_Given exercise 1_:
Count the lines in the records that contain the string "advertising", treating case as significant. Reply with the number alone.

_Text passage_:

----

Building Minnesota’s Angel Movement
Angel investment activity is stronger when angel investors work together. Groove Capital

Building Minnesota’s Angel Movement

Angel investors that work together can have a broader impact than those working alone.

In the last two years, I’ve learned two truths about angel investing in Minnesota: 1) There is an energized and growing community of angels actively investing in local deals, and 2) that activity is made stronger when angels invest together.

Backing up, in Spring of 2020, Reed Robinson set out to form a new Minnesota-focused venture fund called Groove Capital, and I joined shortly thereafter to focus on our angel network, the Groove Investment Group. In a relatively short amount of time, we curated a vibrant community of more than 150 Minnesota-based early-stage investors.

If that number surprises you, just wait.

Groove Capital and Forge North embarked on a scope of work to better understand the investment activities in the area and learn how to engage more angels across the state. We estimate approximately 80,000 people are accredited investors; yet, less than a thousand people participate as angel investors in the state. If we are only seeing the tip of the iceberg, the question then becomes how big can this get? And what impact will more angels have? We spoke with hundreds of practicing and would-be investors to understand better their personal barriers and motivations to angel investing.

----

_Given exercise 2_:
Output the part of the article on Minnesota angel investing that starts at "In the last" and ends at "Minnesota-based early-stage investors.", copied with no changes.

[Dataset rows]
----

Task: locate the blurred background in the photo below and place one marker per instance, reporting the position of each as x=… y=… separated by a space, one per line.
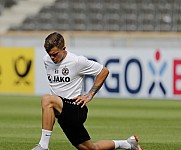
x=137 y=40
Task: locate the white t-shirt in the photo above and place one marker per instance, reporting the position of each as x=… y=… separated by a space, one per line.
x=66 y=78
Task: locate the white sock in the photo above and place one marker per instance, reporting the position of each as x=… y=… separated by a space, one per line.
x=122 y=144
x=45 y=138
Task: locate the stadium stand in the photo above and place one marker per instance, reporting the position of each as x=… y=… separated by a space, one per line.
x=105 y=15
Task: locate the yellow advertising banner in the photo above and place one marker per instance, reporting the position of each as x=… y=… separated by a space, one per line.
x=17 y=70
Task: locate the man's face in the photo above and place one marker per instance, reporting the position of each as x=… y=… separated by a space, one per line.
x=56 y=54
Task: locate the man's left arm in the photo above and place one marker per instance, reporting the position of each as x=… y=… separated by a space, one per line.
x=99 y=80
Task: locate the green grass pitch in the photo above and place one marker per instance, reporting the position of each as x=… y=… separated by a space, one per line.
x=157 y=123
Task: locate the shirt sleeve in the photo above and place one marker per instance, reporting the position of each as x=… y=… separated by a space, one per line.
x=88 y=67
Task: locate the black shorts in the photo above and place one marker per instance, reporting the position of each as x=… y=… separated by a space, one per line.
x=72 y=121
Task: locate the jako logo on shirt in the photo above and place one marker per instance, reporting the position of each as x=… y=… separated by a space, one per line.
x=57 y=78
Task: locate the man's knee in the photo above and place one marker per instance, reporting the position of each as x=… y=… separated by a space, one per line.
x=46 y=100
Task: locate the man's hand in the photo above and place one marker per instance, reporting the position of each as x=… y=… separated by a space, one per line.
x=82 y=99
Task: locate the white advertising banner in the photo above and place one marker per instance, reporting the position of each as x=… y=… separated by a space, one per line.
x=138 y=73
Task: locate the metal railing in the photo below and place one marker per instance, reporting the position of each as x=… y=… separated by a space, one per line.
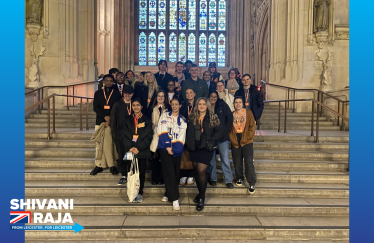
x=318 y=109
x=320 y=96
x=40 y=92
x=48 y=100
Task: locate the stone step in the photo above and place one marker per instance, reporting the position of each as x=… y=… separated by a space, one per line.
x=257 y=145
x=258 y=154
x=283 y=165
x=70 y=188
x=215 y=229
x=214 y=206
x=262 y=175
x=261 y=136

----

_Final answer 1_:
2

_Final answer 2_:
In the last two years, I’ve learned two truths about angel investing in Minnesota: 1) There is an energized and growing community of angels actively investing in local deals, and 2) that activity is made stronger when angels invest together.

Backing up, in Spring of 2020, Reed Robinson set out to form a new Minnesota-focused venture fund called Groove Capital, and I joined shortly thereafter to focus on our angel network, the Groove Investment Group. In a relatively short amount of time, we curated a vibrant community of more than 150 Minnesota-based early-stage investors.